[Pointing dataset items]
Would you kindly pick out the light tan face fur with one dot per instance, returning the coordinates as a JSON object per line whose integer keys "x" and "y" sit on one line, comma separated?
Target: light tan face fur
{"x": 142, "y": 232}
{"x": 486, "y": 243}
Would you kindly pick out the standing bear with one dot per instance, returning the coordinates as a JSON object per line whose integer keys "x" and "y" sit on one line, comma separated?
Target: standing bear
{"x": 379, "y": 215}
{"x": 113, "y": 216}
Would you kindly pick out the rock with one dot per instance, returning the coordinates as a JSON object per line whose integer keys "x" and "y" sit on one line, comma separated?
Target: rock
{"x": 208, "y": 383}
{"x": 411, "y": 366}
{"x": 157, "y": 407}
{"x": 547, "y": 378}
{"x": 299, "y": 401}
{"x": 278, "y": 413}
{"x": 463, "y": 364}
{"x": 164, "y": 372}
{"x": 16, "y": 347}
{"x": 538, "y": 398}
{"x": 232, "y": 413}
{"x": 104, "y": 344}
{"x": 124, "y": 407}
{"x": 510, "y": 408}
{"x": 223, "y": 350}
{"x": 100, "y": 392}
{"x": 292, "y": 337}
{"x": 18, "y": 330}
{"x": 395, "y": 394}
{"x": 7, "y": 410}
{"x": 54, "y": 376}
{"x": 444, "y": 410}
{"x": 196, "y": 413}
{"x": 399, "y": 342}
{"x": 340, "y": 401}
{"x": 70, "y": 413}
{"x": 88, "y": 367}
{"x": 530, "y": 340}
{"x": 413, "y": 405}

# [PROBLEM DESCRIPTION]
Please copy out every line of the items above, requests included, and scale each x and y coordinate in the answers by 1.65, rounding to whole numbers with halves rounded up.

# [EXPECTED ANSWER]
Would you kindly pick out the light tan face fur with one dot per instance, returning the coordinates as a JSON object per line whose integer keys "x" and "y" sit on one line, comma separated?
Target: light tan face fur
{"x": 234, "y": 383}
{"x": 802, "y": 401}
Would you kindly pick out the standing bear with one dot per instance, returning the coordinates as a JSON object per line whose integer keys "x" and "y" sit on one line, comma separated?
Target: standing bear
{"x": 625, "y": 355}
{"x": 186, "y": 356}
Would you kindly pick out the rock with one dot per instance, returning the coordinates as a JSON object per line whose integer keys "x" and "y" sit on one line, comma separated?
Target: rock
{"x": 343, "y": 632}
{"x": 678, "y": 604}
{"x": 259, "y": 672}
{"x": 903, "y": 624}
{"x": 493, "y": 662}
{"x": 459, "y": 681}
{"x": 764, "y": 601}
{"x": 271, "y": 614}
{"x": 26, "y": 573}
{"x": 888, "y": 657}
{"x": 383, "y": 681}
{"x": 172, "y": 568}
{"x": 205, "y": 672}
{"x": 842, "y": 673}
{"x": 368, "y": 578}
{"x": 165, "y": 647}
{"x": 482, "y": 556}
{"x": 30, "y": 545}
{"x": 652, "y": 650}
{"x": 12, "y": 677}
{"x": 89, "y": 620}
{"x": 733, "y": 677}
{"x": 323, "y": 681}
{"x": 658, "y": 564}
{"x": 561, "y": 662}
{"x": 116, "y": 681}
{"x": 145, "y": 606}
{"x": 875, "y": 561}
{"x": 681, "y": 668}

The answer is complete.